§ **原文**

****************************************

前記[3−1]の方法としては、まず、ポリオルガノシロキサンラテックス中に、上記ゴム用ビニル単量体(a2)を添加し、ポリオルガノシロキサン中に含浸させた後、公知のラジカル重合開始剤を用いて重合する。この方法において、ゴム用ビニル単量体(a2)の添加方法としては、ポリオルガノシロキサンラテックス中にその全量を一括して添加する方法、あるいは、一定速度で滴下して添加する方法が挙げられる。
ゴム(A)のラテックスを製造する際には、ラテックスを安定化させ、ゴム(A)の粒子径を制御するために、乳化剤を添加することができる。乳化剤は、ポリオルガノシロキサンのラテックスを製造する際に用いた前述の乳化剤と同様のものが挙げられ、アニオン系乳化剤及びノニオン系乳化剤が好ましい。
ゴム(A)の体積平均粒子径(Dv)は80〜2000nmの範囲内であることが好ましい。ゴム(A)の体積平均粒子径が80nm以上であれば、グラフト共重合体を含む樹脂組成物の耐衝撃性及び顔料着色性が良好となる。また、体積平均粒子径が2000nm以下であれば、成形体の表面外観及び耐衝撃性が良好となるため好ましい。ゴム(A)の体積平均粒子径は、樹脂組成物の耐衝撃性と顔料着色性のバランスが良好となる観点から、300〜1000nmの範囲内であることがより好ましく、400〜1000nmの範囲内であることがさらに好ましい。

****************************************

[データセットの項目]
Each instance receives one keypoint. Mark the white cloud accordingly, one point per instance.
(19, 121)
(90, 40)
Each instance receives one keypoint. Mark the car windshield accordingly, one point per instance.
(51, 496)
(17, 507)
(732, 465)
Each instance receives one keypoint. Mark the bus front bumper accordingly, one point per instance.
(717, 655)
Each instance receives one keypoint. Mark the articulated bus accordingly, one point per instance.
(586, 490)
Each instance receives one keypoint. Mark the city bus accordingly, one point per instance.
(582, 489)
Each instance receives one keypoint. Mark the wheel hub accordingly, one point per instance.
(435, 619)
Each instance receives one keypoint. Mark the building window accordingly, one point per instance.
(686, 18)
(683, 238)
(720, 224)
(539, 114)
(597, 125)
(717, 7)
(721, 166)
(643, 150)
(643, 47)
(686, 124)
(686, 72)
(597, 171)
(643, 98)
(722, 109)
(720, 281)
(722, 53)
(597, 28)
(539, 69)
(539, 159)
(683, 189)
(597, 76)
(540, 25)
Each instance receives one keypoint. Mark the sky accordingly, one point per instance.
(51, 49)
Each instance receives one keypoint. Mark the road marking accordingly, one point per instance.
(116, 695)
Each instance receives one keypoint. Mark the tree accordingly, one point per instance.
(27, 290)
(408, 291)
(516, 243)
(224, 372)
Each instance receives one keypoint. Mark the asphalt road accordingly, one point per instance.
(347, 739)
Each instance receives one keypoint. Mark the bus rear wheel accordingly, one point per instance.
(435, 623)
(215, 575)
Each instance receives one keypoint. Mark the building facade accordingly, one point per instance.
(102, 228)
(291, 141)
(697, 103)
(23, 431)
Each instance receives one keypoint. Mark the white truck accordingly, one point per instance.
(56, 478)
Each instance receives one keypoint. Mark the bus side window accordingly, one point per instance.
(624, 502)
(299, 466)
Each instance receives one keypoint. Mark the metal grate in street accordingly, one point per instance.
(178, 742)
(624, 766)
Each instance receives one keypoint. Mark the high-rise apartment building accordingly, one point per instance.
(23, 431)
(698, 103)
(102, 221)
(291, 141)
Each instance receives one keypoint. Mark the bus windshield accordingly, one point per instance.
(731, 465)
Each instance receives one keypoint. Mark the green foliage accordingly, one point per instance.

****************************************

§ **作業目標**
A - 原文では、ゴム(A)のラテックスを製造する際に添加する乳化剤として、どの種類が好ましいとされているか。
B - 原文の最後の文に続けて、その先を書いてください。

§ **作業別の出力**
A - アニオン系乳化剤及びノニオン系乳化剤です。

B -
ゴム(A)の体積平均粒子径/数平均粒子径(Dv/Dn)は1.0〜2.0の範囲内であることが好ましく、1.0〜1.5の範囲内であることがより好ましい。Dv/Dnは粒度分布を表し、1.0に近いほど単分散性が高いことを意味する。Dv/Dnが2.0以下であれば樹脂組成物の顔料着色性が良好であり好ましい。尚、Dv/Dnの測定方法は、後に実施例の欄にて説明する。
〔グラフト用ビニル単量体(b)〕
上記ゴム(A)の存在下でグラフト用ビニル単量体(b)を重合し、ゴム(A)にビニル重合体からなるグラフト部を形成することで、ポリオルガノシロキサン含有グラフト共重合体を得ることができる。
グラフト用ビニル単量体(b)としては、例えば以下のものが挙げられる。スチレン、α−メチルスチレン、ビニルトルエン等の芳香族ビニル単量体;メチルメタクリレート、エチルメタクリレート、n−ブチルメタクリレート、i−ブチルメタクリレート等のアルキルメタクリレート;エチルアクリレート、n−ブチルアクリレート、メチルアクリレート等のアルキルアクリレート;アクリロニトリル、メタクリロニトリル等のシアン化ビニル単量体;フェニル(メタ)アクリレート、4−t−ブチルフェニル(メタ)アクリレート、ブロモフェニル(メタ)アクリレート、ジブロモフェニル(メタ)アクリレート、2,4,6−トリブロモフェニル(メタ)アクリレート、モノクロルフェニル(メタ)アクリレート、ジクロルフェニル(メタ)アクリレート、トリクロルフェニル(メタ)アクリレート等のエステル基がフェニル基または置換フェニル基であるアリール(メタ)アクリレート等。これらは1種を単独で又は二種以上を組み合わせて用いることができる。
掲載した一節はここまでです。